#### [Teks Bacaan]
──────────

KOMPAS, Jumat, 31 Maret 2006
Nasionalisme Kesiangan
Ikrar Nusa Bhakti
Pemberian visa tinggal sementara oleh Australia kepada 42 dari 43 warga Papua yang
meminta suaka politik kepada Negeri Kanguru itu telah menyebabkan sebagian elite
politik di Indonesia "kebakaran jenggot". Mereka tak habis pikir mengapa di tengah
puncak-puncaknya hubungan bilateral Indonesia-Australia, Pemerintah Australia
justru sangat tidak sensitif terhadap perasaan rakyat Indonesia yang sedang
berupaya menyelesaikan kasus Papua secara dialogis.
Peristiwa ini sekali lagi membenarkan pandangan Dr Colin Brown, supervisor penulis
saat mengambil program doktor di Griffith University, Brisbane, Australia, bahwa
hubungan di antara dua negara bertetangga itu, Indonesia dan Australia, ibarat roller
coaster, naiknya amat lambat, tetapi ketika sudah mencapai titik puncak akan
menukik ke titik nadir secara cepat.
Seperti biasa pula, beberapa anggota DPR, khususnya dari Komisi I yang antara lain
membidangi politik luar negeri, menjadi kelompok yang paling lantang mengkritik
Australia. Ada yang menyatakan bahwa protes keras saja dari Pemerintah Indonesia
kepada Australia tidak cukup, ada yang mendesak agar kita memutuskan hubungan
diplomatik dengan Australia, ada yang meminta agar kunjungan anggota eksekutif
dan legislatif ke Australia ditunda dulu, tetapi ada juga yang lebih arif menyatakan
agar dibentuk tim investigasi dahulu supaya bisa melihat persoalan ini lebih obyektif
(Kompas, 25 dan 26 Maret 2006). Tifa yang ditabuh para anggota DPR itu membuat
sekelompok mahasiswa, pemuda, dan bahkan akademisi ikut menuntut agar kita
memutuskan hubungan diplomatik dengan Australia.

──────────

#### [Soal Singkat]
Menurut teks bacaan di atas, apa saja pendapat anggota DPR tentang cara menanggapi Australia? Sebutkan semuanya.

#### [Cuplikan Data]
──────────

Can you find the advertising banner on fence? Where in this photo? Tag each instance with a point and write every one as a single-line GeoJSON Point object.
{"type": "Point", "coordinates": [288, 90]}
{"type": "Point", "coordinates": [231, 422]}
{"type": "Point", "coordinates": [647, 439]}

──────────

#### [Penyelesaian]
- Protes keras saja dari Pemerintah Indonesia kepada Australia tidak cukup.
- Indonesia harus memutuskan hubungan diplomatik dengan Australia.
- Kunjungan anggota eksekutif dan legislatif ke Australia ditunda dulu.
- Perlu dibentuk tim investigasi dahulu agar persoalan ini bisa dilihat lebih obyektif.